Of all the lines below, return only those starting with the line holding "Return one point per instance of the window" and going on through the line holding "Return one point per instance of the waterfront", exactly as written.

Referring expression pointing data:
•••
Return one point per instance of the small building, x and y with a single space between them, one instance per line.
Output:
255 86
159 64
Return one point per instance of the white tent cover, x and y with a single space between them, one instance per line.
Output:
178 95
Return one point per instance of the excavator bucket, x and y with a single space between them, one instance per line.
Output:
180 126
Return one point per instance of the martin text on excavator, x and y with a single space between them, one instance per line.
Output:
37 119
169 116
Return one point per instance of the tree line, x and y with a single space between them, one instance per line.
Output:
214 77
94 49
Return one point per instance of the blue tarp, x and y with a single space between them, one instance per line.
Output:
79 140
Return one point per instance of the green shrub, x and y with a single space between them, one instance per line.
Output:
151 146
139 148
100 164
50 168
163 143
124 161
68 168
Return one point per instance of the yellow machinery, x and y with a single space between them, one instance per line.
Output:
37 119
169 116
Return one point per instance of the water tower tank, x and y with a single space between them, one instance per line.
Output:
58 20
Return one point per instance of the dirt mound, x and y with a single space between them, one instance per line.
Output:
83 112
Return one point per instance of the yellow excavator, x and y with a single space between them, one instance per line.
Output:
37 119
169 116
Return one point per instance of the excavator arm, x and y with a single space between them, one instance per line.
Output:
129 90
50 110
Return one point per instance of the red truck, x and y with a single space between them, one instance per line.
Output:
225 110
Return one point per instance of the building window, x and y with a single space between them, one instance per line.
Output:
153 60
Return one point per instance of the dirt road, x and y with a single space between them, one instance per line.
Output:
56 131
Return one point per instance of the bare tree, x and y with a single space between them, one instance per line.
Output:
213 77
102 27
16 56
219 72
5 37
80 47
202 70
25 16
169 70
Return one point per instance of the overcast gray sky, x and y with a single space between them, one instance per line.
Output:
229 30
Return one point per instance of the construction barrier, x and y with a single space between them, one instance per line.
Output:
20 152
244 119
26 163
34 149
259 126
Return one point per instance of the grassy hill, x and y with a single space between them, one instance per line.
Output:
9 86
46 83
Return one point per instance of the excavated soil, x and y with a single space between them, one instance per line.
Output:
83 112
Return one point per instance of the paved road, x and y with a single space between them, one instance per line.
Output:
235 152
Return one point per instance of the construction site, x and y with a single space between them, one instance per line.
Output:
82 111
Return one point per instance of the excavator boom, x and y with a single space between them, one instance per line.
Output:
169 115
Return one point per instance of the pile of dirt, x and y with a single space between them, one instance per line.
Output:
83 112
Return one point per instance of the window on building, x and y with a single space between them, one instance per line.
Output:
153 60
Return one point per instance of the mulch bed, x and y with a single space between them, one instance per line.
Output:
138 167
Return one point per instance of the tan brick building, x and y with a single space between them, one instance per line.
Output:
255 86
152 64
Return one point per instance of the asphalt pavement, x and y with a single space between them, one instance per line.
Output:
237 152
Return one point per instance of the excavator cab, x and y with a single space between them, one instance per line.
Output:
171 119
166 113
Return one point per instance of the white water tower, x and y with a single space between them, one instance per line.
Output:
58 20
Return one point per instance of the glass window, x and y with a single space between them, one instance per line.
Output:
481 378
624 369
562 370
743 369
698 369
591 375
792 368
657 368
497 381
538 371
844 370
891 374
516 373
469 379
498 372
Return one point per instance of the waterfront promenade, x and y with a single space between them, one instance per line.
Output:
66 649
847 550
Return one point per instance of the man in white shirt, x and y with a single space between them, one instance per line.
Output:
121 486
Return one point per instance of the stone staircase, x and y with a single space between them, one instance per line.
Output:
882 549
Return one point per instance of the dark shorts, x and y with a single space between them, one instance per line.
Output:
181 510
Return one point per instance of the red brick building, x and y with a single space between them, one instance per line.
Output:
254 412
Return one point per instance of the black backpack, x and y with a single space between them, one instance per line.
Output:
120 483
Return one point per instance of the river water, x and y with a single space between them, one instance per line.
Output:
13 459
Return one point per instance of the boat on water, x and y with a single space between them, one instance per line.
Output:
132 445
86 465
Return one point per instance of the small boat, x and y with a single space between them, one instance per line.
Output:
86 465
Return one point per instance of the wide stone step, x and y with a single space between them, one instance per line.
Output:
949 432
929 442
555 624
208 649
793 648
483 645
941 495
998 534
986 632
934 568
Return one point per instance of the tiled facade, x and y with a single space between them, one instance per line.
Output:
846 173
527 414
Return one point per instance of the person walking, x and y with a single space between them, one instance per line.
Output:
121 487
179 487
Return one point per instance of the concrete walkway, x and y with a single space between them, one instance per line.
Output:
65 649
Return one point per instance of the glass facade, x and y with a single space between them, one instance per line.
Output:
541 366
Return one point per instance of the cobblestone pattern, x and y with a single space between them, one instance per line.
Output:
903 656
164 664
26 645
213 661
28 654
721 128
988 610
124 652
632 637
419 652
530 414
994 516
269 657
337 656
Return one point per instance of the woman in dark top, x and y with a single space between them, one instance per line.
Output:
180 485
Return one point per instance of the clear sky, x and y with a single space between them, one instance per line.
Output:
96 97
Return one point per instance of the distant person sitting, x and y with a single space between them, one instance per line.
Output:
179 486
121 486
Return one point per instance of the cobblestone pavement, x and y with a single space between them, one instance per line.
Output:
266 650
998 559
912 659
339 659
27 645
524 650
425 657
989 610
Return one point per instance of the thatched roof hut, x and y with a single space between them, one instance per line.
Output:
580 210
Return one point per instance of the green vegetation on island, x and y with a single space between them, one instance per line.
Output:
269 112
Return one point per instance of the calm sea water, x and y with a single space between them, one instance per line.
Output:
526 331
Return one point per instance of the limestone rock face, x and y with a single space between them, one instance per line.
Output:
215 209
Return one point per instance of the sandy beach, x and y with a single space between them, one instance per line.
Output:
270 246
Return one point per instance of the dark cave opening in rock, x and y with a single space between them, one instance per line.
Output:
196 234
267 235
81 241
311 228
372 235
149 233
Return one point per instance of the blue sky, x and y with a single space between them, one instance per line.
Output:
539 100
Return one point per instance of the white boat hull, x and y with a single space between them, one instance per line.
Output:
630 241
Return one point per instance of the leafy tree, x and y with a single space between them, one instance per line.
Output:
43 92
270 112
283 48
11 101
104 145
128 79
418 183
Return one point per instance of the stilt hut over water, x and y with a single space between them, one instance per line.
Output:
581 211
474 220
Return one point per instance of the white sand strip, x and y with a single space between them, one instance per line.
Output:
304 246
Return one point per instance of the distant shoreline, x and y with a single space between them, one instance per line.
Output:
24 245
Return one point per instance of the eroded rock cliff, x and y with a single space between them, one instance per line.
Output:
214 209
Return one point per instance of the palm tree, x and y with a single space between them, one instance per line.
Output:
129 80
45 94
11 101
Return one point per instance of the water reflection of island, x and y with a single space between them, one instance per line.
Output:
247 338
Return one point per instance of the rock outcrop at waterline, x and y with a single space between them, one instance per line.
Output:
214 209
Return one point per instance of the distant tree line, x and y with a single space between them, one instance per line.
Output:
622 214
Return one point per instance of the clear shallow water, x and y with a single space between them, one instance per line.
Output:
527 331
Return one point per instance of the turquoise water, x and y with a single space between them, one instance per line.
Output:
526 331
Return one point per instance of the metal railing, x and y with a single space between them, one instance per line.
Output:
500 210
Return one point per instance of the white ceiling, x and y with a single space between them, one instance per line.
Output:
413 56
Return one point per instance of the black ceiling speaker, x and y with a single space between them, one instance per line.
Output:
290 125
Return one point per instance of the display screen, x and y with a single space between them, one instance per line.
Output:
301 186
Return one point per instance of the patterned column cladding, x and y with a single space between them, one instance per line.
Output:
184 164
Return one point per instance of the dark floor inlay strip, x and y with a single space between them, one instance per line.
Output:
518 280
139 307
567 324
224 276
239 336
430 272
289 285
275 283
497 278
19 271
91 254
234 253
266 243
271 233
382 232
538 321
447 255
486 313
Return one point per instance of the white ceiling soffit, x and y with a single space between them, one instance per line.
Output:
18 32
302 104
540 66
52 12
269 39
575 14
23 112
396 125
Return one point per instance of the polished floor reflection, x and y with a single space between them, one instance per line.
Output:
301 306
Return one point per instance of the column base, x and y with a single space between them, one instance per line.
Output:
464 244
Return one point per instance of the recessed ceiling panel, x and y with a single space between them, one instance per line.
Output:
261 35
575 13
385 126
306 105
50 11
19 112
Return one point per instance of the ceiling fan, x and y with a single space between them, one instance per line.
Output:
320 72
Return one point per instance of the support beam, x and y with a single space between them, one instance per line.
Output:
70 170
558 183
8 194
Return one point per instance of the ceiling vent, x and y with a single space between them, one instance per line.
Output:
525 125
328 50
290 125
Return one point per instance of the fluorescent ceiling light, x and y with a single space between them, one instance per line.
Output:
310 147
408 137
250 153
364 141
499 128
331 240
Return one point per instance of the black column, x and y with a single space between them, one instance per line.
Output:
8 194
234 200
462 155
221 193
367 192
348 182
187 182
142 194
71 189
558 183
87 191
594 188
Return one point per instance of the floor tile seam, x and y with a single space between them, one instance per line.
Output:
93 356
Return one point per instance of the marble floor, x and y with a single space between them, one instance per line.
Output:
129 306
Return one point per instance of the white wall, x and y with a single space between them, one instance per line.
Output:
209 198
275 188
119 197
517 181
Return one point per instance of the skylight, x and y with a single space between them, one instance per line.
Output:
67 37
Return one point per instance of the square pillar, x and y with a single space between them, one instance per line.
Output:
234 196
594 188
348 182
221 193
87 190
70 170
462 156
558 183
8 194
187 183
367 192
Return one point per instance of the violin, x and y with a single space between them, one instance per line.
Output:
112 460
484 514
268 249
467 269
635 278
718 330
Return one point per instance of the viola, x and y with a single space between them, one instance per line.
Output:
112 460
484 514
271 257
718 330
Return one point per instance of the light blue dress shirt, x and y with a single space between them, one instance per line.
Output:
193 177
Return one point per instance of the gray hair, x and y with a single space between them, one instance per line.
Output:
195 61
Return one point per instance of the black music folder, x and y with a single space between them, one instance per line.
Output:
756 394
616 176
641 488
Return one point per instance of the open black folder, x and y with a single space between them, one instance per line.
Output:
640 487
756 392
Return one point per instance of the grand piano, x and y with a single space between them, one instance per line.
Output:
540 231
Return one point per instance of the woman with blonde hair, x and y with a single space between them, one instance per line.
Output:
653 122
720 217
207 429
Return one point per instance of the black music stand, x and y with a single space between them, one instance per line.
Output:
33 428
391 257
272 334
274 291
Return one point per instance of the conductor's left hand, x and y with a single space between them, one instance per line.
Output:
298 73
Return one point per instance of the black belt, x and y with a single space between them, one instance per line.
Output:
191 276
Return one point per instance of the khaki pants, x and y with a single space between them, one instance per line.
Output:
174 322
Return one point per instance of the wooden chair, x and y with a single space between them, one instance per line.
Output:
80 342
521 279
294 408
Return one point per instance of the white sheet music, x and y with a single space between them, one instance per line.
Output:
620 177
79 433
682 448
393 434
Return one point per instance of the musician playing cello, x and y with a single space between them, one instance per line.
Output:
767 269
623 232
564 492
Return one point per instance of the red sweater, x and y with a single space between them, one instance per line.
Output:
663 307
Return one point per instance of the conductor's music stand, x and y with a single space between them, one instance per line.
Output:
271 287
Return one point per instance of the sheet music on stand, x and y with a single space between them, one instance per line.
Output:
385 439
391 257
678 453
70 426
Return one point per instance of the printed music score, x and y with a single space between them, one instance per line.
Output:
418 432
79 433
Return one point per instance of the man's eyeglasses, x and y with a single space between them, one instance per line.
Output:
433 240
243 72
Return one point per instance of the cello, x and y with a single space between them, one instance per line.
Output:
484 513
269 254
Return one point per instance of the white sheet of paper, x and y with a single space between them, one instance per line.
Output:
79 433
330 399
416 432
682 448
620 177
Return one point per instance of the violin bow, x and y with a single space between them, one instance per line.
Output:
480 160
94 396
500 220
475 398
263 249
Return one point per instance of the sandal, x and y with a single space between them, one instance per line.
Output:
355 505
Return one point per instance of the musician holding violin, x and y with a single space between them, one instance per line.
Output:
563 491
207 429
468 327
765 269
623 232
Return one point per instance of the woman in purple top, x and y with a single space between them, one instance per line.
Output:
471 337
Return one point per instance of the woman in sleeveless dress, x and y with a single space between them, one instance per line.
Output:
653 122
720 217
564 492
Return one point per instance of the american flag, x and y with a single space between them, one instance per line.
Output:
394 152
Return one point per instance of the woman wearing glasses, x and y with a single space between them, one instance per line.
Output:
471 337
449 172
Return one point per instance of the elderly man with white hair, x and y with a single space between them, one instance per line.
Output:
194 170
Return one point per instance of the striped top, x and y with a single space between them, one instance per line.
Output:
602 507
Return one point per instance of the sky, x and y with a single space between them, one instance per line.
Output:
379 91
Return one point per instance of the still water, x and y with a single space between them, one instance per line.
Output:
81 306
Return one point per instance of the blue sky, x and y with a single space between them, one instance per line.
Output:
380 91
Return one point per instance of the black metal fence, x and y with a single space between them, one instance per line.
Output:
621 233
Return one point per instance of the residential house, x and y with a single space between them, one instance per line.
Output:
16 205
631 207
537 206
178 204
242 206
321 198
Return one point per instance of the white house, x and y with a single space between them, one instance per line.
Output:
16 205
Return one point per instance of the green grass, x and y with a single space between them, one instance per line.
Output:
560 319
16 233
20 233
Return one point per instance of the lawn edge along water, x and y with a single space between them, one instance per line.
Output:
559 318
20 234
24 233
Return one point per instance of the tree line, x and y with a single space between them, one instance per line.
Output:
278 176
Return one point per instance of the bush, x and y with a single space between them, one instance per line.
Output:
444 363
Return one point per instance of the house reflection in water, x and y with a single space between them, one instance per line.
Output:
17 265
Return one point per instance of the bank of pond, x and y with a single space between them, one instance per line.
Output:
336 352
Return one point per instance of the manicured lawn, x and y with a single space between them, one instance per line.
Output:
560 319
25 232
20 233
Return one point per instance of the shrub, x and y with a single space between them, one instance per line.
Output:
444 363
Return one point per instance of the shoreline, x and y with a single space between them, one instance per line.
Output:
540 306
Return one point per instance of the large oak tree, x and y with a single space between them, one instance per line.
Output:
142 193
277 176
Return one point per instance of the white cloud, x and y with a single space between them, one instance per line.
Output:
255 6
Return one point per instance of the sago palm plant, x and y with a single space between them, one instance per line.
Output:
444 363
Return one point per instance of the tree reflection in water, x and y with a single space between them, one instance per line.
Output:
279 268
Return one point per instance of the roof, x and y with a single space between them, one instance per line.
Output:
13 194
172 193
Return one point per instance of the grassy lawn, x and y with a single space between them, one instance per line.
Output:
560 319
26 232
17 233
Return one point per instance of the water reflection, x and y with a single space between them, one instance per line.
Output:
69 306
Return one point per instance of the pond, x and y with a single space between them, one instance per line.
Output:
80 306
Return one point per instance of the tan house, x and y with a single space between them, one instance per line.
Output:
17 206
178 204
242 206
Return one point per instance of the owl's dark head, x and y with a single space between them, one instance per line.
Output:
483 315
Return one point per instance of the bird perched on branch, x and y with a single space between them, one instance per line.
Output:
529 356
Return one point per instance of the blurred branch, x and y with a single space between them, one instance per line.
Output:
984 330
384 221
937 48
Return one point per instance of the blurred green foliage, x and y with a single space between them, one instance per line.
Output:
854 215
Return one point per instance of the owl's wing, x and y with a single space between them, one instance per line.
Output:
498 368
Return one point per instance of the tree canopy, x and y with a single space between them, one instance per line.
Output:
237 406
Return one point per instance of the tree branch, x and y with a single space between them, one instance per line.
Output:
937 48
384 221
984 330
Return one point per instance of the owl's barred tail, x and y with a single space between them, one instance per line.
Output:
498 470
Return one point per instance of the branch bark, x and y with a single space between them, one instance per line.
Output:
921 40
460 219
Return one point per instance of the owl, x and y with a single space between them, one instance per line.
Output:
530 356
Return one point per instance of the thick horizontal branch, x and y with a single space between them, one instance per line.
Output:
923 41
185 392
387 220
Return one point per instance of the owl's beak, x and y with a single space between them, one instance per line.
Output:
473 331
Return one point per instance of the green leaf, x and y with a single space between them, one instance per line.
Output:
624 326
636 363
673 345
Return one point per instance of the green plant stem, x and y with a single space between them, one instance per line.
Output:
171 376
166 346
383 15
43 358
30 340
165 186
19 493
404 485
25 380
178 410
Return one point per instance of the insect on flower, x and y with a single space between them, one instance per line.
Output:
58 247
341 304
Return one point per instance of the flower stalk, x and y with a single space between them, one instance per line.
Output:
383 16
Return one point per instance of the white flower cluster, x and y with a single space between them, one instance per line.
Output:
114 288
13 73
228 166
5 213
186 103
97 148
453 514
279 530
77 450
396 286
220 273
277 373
•••
Response area:
Return one point per instance of the window on building, x and y with a single space between them, one instance per line.
Output:
153 60
Return one point per instance of the mulch bed, x and y with a single space between them, one instance per line.
Output:
138 167
Return one point per instance of the tan brick building, x and y with a single space between them, one instance per line.
Output:
255 86
152 64
Return one point per instance of the asphalt pavement, x and y with a single space between them, one instance per line.
Output:
237 152
Return one point per instance of the excavator cab, x and y with a single space between them, one instance per line.
Output:
171 119
166 113
Return one point per instance of the white water tower, x and y with a single space between them, one instance per line.
Output:
58 20
Return one point per instance of the glass window, x and y with a single space between them, one instance per line.
Output:
481 378
624 369
562 370
743 369
698 369
591 375
792 368
657 368
497 381
538 371
844 370
891 374
516 373
469 379
498 372
Return one point per instance of the waterfront promenade, x and y with a single space between them, one instance per line.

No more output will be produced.